How to Make a Carrier in From The Depths

How to make an aircraft carrier: designing the hull, aircraft, hooks, ACBs and breadboard for automated repairs.

The Aircraft

Naturally, an Aircraft Carrier need aircraft to launch. From the Depths offers Helicopters, Propeller and Jet Planes, Airships, Balloons, Missiles, and Spacecraft. Any existing design can be used as a drone, but if you don’t have anything prepared grab the prefab propeller plane. Add the frontal propeller, a small engine, and an AI – one radar off the bottom and an inter vehicle transmitter for your fleet to share detection is enough to start. Add weapons, and finally place the wing blocks such that the center of lift is equal to the center of mass for a stable plane. Setup the AI and save the design.

Carrier demo plane.

The Hull

Choose a hull for your carrier. A bigger hull can fit planes more easily than a smaller ship can. If you don’t have one ready I recommend using the prefab dreadnought pieces and an elongated central flight deck. Add some basic engines, cargo, and an AI. Armor your systems and add enough wood or alloy to keep the ship afloat without pumps or power, thus very resilient.

“The Hooks”

For the Carrier to actually have units attached, it will need docking stations (tractor beams) to hold them and sub-vehicle spawners to save the drone units into the main carrier blueprint. The easiest way of managing this is to create an elevator (or two axis) turret sub-object and attach both to it, plus a repair tentacle to fix your drones. By placing everything on a turret you can copy and paste it wherever, onto anything, and when you need to tweak where the drones are kept you can just adjust the idle angle of the turret.

The carrier I built for this guide has 5 hooks, evenly spaced apart in the center of the hull.

Creating Drones

To convert your units to carrier drones, spawn ONE AT A TIME near the carrier and merge the two into a fleet. Then go to the hook, assign it to the tractor beam, activate it. Find the distance you want to hold the unit at and then copy this into the sub vehicle spawner’s spawning distance, and finally assign it to the sub vehicle spawner. This will save it to the carrier (but unfortunately not the sub object and you can’t just copy paste the hook with drones already attached).

MATERIAL:
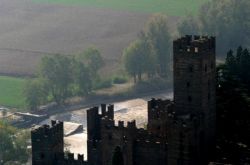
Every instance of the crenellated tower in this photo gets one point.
(194, 88)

EXERCISE REQUIREMENTS:
A: Answer these questions from the carrier guide:
(i) For a stable plane, what should the center of lift equal?
(ii) How many hooks does the carrier built for the guide have?
(iii) When converting units to carrier drones, how many should be spawned at a time?
B: Reproduce the carrier guide from "How to make an" to "Carrier demo plane.".

OUTPUTS FOR THE TASKS:
A:
(i) The center of mass.
(ii) Five, evenly spaced apart in the center of the hull.
(iii) One at a time.

B:
How to make an aircraft carrier: designing the hull, aircraft, hooks, ACBs and breadboard for automated repairs.

The Aircraft

Naturally, an Aircraft Carrier need aircraft to launch. From the Depths offers Helicopters, Propeller and Jet Planes, Airships, Balloons, Missiles, and Spacecraft. Any existing design can be used as a drone, but if you don’t have anything prepared grab the prefab propeller plane. Add the frontal propeller, a small engine, and an AI – one radar off the bottom and an inter vehicle transmitter for your fleet to share detection is enough to start. Add weapons, and finally place the wing blocks such that the center of lift is equal to the center of mass for a stable plane. Setup the AI and save the design.

Carrier demo plane.